What needs to be done:
Go through the entries below and copy every line that holds the word "wooden".

Dataset extract section start

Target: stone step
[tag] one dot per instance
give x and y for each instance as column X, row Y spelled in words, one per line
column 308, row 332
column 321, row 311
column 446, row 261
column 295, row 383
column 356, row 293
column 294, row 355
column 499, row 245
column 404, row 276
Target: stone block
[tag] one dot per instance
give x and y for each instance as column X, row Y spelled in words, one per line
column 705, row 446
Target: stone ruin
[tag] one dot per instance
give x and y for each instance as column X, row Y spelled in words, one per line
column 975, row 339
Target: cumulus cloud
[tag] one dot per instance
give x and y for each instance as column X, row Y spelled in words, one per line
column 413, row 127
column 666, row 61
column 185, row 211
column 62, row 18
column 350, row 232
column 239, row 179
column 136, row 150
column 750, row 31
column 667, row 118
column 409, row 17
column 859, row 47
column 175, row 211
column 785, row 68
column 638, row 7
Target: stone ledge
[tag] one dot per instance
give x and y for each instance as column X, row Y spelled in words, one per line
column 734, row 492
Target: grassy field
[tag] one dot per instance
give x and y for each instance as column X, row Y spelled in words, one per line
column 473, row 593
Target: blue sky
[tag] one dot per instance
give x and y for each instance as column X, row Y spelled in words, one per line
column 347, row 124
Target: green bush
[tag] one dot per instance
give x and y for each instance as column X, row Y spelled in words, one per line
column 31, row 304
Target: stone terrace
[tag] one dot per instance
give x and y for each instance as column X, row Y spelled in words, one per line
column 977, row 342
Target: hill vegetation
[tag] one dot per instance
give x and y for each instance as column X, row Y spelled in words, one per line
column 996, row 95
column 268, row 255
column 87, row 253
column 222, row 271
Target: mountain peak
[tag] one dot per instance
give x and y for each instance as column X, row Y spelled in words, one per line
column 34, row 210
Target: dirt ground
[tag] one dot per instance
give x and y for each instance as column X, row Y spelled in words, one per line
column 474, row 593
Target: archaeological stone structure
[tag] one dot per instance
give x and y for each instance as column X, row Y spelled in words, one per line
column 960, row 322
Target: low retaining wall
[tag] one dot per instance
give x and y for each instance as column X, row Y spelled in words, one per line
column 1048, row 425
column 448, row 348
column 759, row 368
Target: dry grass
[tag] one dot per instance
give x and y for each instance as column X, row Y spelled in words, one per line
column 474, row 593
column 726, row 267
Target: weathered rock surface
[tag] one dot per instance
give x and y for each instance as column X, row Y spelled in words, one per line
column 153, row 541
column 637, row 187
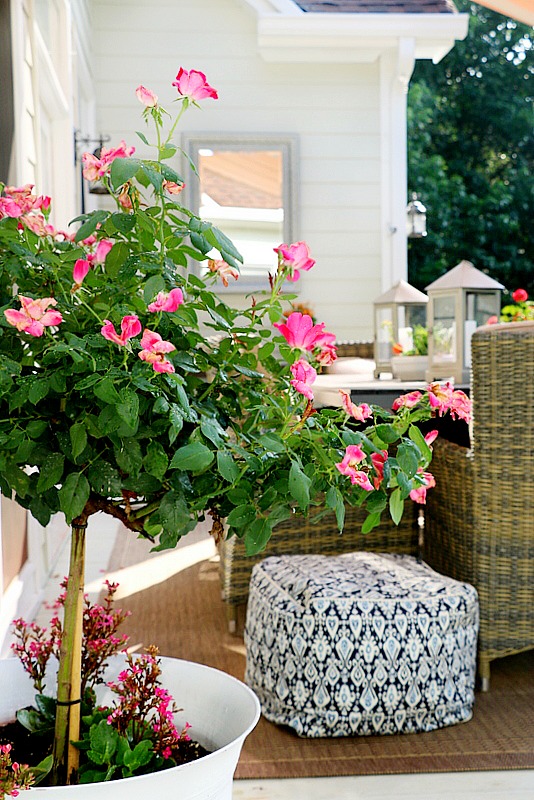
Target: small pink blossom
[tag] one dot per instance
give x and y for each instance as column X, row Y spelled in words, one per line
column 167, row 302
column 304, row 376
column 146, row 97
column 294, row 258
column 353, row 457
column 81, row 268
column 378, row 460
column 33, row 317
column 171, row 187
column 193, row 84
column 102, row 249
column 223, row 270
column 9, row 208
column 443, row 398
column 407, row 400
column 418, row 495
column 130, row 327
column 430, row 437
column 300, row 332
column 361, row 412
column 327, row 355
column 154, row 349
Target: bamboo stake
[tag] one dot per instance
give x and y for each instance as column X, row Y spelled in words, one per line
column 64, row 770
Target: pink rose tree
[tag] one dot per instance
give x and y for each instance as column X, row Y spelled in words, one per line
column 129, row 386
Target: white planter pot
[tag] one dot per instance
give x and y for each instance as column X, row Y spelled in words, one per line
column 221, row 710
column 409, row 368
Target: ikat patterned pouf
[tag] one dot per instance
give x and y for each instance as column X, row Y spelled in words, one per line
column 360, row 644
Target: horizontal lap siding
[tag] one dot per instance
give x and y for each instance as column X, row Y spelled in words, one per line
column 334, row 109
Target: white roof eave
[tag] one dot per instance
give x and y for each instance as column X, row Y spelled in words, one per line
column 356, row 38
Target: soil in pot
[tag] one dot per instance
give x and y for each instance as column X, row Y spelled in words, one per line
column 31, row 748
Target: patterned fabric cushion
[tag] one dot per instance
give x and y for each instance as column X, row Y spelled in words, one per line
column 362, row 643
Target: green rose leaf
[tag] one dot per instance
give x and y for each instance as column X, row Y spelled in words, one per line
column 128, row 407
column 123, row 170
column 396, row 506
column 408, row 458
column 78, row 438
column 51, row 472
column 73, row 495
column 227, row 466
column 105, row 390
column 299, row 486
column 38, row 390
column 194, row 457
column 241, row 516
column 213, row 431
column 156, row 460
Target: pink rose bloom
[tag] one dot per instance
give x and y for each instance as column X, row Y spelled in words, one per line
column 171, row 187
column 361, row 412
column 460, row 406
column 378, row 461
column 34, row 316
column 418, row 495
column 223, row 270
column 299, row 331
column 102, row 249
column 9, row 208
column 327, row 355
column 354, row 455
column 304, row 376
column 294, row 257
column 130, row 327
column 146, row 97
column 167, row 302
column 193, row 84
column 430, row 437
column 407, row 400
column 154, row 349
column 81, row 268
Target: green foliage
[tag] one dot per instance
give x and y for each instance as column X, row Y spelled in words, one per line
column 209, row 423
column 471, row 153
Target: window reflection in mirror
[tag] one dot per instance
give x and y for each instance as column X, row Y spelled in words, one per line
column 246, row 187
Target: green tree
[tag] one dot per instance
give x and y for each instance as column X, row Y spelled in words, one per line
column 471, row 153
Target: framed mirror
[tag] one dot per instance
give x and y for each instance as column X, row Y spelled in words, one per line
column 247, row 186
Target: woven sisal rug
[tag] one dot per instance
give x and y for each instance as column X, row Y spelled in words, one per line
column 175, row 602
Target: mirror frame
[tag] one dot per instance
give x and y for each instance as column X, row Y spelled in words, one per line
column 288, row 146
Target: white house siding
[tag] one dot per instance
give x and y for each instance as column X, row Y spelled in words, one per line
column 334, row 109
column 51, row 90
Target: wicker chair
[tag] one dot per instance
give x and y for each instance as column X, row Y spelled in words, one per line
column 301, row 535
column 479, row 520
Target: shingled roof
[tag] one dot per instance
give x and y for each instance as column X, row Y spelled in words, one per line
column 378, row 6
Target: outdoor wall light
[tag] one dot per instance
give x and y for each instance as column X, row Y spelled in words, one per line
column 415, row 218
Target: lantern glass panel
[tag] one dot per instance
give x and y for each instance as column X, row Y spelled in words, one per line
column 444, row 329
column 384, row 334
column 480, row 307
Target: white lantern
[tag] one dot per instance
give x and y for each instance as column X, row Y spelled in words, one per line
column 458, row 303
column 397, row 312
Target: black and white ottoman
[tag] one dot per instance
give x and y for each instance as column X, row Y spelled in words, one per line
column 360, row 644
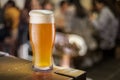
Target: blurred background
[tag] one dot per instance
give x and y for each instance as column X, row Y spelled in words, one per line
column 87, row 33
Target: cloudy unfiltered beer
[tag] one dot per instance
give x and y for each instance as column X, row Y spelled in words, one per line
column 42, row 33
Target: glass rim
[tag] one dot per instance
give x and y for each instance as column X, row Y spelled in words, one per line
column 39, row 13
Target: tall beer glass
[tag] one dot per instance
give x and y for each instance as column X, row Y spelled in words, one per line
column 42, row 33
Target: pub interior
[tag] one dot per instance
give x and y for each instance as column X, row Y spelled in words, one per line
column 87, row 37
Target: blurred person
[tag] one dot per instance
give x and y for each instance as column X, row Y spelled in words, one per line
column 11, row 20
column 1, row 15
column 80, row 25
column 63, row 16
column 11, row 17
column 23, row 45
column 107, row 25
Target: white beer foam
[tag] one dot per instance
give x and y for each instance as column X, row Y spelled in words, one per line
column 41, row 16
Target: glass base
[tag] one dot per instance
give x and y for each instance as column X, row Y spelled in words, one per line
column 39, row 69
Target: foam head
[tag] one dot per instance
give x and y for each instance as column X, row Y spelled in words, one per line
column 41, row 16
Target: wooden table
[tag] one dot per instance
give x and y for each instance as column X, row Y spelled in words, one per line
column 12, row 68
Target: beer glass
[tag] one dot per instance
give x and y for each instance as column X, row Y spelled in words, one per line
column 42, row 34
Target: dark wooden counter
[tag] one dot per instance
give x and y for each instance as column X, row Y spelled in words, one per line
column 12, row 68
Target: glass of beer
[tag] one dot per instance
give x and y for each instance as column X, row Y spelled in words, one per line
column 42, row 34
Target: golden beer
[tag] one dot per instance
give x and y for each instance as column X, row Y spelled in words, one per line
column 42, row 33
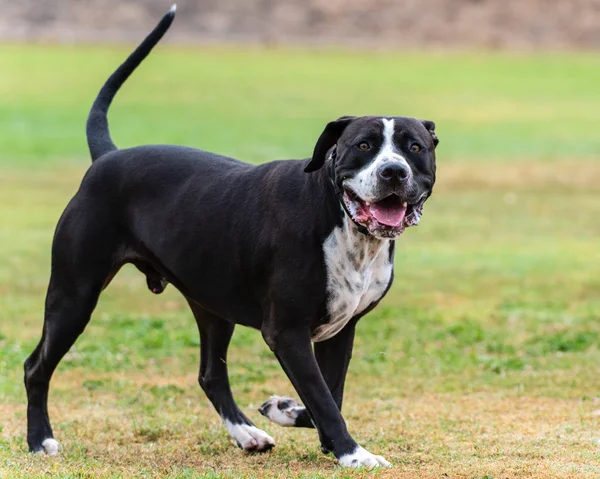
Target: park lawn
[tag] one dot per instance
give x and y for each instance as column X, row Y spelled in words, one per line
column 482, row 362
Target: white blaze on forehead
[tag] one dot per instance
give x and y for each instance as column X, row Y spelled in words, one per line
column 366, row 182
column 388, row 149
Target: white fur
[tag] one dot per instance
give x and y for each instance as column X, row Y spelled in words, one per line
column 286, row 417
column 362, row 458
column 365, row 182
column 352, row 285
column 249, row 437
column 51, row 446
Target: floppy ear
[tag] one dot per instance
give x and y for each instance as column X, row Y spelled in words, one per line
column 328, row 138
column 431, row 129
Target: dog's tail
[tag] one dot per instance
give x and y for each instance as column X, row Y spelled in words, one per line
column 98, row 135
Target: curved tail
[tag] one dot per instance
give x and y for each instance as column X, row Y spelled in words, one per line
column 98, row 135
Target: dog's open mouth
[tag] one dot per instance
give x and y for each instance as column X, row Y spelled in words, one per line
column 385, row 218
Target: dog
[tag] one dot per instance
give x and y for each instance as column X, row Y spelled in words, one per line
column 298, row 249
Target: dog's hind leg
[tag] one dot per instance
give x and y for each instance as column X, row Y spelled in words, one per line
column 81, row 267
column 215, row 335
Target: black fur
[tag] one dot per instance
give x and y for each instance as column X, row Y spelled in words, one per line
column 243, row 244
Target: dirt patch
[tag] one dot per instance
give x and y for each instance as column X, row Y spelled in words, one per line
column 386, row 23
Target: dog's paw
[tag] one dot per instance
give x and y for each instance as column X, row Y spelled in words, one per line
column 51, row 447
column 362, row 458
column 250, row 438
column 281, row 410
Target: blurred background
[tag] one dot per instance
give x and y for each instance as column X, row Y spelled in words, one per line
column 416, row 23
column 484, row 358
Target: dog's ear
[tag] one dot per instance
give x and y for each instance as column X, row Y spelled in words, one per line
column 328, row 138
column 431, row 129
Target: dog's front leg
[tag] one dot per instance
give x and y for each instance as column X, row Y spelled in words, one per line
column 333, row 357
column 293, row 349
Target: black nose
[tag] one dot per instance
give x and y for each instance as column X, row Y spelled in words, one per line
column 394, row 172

Dataset extract section end
Dataset extract section start

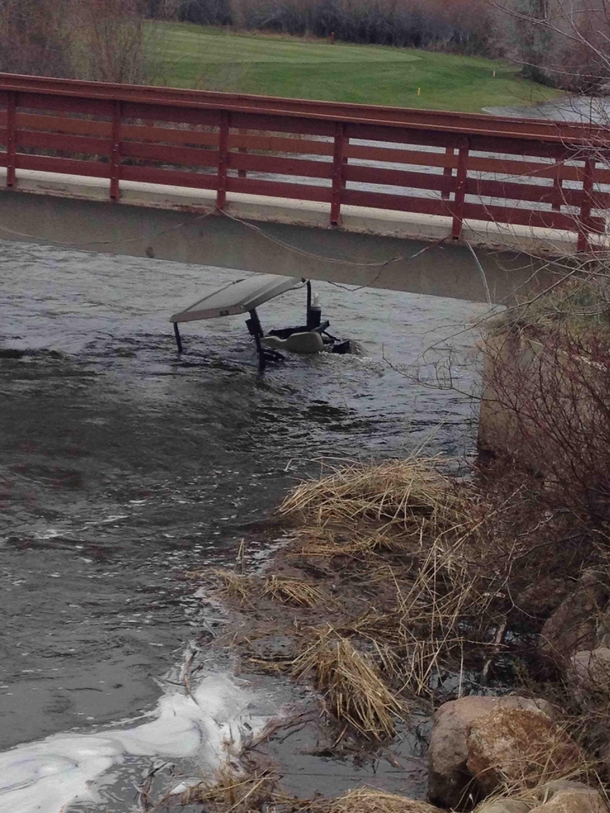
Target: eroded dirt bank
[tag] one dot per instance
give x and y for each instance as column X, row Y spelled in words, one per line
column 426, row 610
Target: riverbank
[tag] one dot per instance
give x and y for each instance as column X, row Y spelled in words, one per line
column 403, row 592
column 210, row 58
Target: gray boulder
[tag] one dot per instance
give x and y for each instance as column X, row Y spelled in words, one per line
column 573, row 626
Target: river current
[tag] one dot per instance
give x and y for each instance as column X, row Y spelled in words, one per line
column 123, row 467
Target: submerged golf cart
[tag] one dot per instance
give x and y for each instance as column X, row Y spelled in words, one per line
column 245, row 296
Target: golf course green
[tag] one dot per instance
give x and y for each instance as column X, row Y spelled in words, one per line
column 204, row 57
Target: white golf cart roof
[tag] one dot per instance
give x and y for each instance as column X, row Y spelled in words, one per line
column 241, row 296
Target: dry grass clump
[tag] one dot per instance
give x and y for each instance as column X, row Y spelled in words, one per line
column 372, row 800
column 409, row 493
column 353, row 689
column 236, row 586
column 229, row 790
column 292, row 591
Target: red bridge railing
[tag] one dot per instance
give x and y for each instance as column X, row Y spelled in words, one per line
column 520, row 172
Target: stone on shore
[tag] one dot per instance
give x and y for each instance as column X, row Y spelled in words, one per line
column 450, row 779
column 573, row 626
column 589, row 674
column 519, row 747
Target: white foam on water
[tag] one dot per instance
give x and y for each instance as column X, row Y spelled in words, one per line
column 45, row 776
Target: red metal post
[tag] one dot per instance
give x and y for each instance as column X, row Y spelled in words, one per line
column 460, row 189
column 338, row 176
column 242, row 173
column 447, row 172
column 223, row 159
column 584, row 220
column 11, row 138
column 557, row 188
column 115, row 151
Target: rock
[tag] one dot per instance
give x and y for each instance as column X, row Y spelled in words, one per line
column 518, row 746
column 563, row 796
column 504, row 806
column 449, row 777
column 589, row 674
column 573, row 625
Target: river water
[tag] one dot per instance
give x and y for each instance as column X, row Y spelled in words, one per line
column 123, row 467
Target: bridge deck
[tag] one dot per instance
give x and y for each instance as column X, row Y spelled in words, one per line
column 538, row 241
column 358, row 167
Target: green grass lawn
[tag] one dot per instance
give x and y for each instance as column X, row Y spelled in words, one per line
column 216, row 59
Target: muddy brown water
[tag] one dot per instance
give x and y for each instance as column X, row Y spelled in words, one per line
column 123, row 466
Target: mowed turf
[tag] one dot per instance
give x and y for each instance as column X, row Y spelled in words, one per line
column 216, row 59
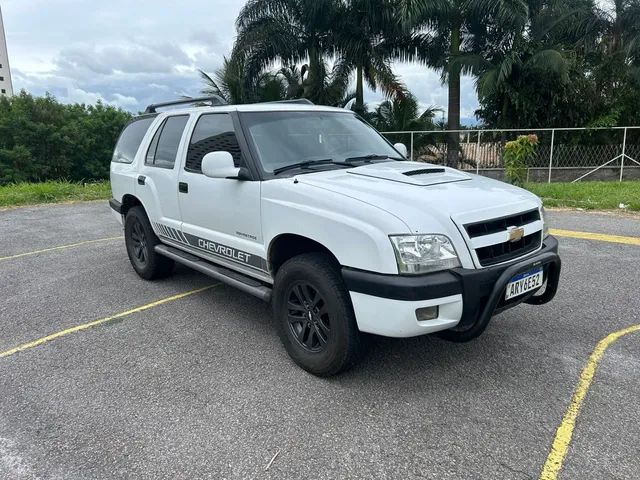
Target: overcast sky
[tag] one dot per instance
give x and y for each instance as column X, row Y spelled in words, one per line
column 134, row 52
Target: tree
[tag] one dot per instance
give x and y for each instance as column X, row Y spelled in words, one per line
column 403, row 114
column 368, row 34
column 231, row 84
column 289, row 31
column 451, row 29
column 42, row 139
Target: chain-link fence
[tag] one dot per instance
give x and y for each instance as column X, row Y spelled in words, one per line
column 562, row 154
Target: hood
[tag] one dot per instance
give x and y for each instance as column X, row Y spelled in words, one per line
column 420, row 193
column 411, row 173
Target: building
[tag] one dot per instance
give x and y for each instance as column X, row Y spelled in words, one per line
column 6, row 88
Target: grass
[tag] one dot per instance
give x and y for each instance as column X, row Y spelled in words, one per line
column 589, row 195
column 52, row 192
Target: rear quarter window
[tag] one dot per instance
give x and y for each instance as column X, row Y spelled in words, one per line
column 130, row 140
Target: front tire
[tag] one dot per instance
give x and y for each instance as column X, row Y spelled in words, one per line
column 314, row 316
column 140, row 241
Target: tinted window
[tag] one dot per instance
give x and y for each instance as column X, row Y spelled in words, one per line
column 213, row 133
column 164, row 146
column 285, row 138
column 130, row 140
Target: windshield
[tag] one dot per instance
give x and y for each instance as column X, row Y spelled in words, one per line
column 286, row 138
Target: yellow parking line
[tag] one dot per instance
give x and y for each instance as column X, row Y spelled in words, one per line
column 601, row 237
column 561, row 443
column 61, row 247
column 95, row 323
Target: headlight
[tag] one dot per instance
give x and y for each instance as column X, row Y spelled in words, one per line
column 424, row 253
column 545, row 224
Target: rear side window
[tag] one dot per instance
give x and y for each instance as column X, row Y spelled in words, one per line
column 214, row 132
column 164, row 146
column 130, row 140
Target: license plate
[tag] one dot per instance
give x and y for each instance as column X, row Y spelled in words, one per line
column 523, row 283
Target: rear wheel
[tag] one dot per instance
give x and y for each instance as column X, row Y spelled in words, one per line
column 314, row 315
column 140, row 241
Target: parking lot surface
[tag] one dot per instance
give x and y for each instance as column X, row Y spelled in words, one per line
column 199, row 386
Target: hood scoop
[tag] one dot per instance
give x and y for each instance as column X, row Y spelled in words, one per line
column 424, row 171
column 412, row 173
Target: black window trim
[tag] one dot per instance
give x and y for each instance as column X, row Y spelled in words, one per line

Dataset extract section end

Response to the exercise:
Target: wooden table
Target: dark wooden counter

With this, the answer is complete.